Pointing dataset excerpts:
----

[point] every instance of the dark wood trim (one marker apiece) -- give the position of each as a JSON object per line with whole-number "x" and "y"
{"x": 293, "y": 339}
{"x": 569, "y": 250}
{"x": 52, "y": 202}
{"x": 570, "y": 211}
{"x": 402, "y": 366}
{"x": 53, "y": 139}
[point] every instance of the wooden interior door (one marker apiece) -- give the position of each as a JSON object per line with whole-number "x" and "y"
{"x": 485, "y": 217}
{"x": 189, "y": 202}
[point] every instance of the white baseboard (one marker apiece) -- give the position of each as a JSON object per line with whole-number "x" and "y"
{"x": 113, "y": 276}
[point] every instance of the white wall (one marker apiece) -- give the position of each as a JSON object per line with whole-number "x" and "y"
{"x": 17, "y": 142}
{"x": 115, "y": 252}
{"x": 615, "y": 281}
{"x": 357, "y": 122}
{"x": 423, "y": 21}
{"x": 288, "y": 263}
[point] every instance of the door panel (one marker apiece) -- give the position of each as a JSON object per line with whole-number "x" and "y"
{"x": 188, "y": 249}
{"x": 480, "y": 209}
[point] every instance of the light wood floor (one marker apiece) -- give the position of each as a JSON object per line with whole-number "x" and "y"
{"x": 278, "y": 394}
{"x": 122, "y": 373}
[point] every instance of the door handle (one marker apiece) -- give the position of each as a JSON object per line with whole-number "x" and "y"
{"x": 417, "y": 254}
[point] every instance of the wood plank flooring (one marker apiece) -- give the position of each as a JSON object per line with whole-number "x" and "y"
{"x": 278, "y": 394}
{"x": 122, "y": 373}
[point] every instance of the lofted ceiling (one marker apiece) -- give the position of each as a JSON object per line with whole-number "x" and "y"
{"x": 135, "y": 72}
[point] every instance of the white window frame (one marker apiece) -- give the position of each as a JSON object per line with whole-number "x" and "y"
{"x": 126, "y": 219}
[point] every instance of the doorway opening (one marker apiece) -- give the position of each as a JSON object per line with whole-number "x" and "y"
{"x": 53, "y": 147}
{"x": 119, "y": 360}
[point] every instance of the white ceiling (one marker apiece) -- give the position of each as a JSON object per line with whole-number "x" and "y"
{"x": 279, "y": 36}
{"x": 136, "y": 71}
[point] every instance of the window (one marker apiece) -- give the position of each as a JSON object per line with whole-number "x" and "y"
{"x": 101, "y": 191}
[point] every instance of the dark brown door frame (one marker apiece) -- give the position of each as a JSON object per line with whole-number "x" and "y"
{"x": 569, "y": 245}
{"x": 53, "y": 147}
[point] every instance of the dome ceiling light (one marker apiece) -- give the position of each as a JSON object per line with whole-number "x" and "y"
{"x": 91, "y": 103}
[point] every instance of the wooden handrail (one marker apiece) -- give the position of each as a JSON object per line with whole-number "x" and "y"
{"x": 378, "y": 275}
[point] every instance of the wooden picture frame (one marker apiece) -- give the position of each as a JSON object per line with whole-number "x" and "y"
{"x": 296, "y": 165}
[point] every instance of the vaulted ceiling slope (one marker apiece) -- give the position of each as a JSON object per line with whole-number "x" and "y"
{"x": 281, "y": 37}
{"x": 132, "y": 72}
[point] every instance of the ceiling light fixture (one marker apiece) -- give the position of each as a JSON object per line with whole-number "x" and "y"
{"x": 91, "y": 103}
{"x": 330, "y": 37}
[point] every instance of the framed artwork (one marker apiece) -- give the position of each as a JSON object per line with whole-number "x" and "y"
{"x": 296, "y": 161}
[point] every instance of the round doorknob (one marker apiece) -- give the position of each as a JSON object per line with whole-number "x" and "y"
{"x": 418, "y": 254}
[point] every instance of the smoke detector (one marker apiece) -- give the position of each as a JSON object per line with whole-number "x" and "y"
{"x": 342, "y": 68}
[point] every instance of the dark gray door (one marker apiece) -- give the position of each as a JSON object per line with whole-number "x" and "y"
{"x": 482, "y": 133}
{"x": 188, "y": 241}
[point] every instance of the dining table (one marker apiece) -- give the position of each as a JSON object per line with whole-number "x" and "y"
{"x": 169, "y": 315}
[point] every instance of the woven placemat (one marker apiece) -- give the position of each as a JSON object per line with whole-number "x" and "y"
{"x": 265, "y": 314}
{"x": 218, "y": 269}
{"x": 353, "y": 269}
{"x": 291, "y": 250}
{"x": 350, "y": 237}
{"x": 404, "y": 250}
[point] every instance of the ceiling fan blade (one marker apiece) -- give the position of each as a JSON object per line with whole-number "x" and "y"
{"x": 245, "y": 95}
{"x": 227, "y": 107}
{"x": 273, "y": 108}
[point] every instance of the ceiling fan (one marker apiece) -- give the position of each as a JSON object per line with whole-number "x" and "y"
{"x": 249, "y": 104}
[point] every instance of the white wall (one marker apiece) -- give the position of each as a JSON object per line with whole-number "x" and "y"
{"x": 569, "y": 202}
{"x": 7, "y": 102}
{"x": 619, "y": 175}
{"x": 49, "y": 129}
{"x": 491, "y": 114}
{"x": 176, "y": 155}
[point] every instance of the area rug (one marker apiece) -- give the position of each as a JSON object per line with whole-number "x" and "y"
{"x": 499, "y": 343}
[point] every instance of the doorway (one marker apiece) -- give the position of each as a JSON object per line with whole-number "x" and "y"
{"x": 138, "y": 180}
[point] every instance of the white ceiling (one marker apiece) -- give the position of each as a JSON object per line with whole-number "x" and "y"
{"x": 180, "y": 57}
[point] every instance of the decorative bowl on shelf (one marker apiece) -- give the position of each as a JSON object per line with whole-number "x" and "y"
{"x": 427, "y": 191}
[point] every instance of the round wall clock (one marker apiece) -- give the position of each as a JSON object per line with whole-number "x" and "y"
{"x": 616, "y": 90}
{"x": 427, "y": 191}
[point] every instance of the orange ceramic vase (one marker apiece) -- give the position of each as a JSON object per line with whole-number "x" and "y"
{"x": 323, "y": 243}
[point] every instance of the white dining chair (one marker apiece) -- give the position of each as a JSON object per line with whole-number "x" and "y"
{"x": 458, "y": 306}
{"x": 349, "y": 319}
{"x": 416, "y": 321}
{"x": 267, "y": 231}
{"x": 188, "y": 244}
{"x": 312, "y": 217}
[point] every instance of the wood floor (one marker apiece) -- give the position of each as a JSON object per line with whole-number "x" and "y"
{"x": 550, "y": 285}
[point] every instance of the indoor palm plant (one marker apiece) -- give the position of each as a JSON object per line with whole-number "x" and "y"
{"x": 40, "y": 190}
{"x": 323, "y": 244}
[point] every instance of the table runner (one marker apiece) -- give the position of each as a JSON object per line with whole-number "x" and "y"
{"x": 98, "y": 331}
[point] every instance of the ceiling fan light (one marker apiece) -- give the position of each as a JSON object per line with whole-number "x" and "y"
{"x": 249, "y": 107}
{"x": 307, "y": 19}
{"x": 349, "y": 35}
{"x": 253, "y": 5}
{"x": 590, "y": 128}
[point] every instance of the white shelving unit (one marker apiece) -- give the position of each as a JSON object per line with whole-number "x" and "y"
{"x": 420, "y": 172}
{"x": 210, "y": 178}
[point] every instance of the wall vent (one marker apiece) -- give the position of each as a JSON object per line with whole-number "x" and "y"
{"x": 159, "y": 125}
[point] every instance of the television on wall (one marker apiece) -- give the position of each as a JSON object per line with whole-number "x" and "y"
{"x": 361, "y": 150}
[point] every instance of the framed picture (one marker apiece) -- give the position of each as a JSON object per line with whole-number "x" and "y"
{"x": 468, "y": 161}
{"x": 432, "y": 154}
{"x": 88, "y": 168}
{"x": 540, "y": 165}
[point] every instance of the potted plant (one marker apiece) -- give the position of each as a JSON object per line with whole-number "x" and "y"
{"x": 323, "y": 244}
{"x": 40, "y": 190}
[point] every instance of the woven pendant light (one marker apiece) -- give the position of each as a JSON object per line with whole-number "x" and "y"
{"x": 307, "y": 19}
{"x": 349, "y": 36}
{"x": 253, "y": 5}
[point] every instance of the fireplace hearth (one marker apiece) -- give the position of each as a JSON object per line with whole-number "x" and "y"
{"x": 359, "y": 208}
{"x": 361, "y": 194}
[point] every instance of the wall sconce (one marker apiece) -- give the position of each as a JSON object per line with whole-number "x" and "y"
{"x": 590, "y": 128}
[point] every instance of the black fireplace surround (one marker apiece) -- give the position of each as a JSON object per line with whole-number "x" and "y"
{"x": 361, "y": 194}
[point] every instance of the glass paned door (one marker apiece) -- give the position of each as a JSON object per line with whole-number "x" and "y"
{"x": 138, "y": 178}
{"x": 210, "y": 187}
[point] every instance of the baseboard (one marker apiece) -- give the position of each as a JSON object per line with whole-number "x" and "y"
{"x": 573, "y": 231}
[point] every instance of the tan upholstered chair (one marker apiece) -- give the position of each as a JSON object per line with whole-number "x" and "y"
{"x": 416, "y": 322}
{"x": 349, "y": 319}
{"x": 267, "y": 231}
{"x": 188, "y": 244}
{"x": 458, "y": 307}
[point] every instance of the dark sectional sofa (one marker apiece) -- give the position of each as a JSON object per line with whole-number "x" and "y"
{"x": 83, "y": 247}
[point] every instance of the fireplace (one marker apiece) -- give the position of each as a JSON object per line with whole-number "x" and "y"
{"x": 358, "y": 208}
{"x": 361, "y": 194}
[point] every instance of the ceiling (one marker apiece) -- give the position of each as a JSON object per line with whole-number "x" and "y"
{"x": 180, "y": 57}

----

Job:
Your task is to output exactly the lines running from the one with "[point] every instance of the baseboard" through the final line of the material above, with both ends included.

Answer to this problem:
[point] every instance of the baseboard (one marker apiece) -- give the position of each as a JSON object per line with whole-number "x" and "y"
{"x": 573, "y": 231}
[point] every instance of the tan upholstered chair (one marker apiece) -- give the position of each as a JSON object per line with whole-number "x" and "y"
{"x": 416, "y": 322}
{"x": 349, "y": 319}
{"x": 267, "y": 231}
{"x": 188, "y": 244}
{"x": 458, "y": 307}
[point] every instance of the dark sectional sofa (one marker apiece) -- give the position of each as a JSON object per line with whole-number "x" and "y"
{"x": 83, "y": 247}
[point] every instance of the fireplace (one marker apiece) -- give the position of each as a JSON object per line with whole-number "x" and "y"
{"x": 358, "y": 208}
{"x": 361, "y": 194}
[point] every instance of the ceiling (one marker apiece) -- give the position of each as a JSON object per line with whole-number "x" and "y"
{"x": 180, "y": 57}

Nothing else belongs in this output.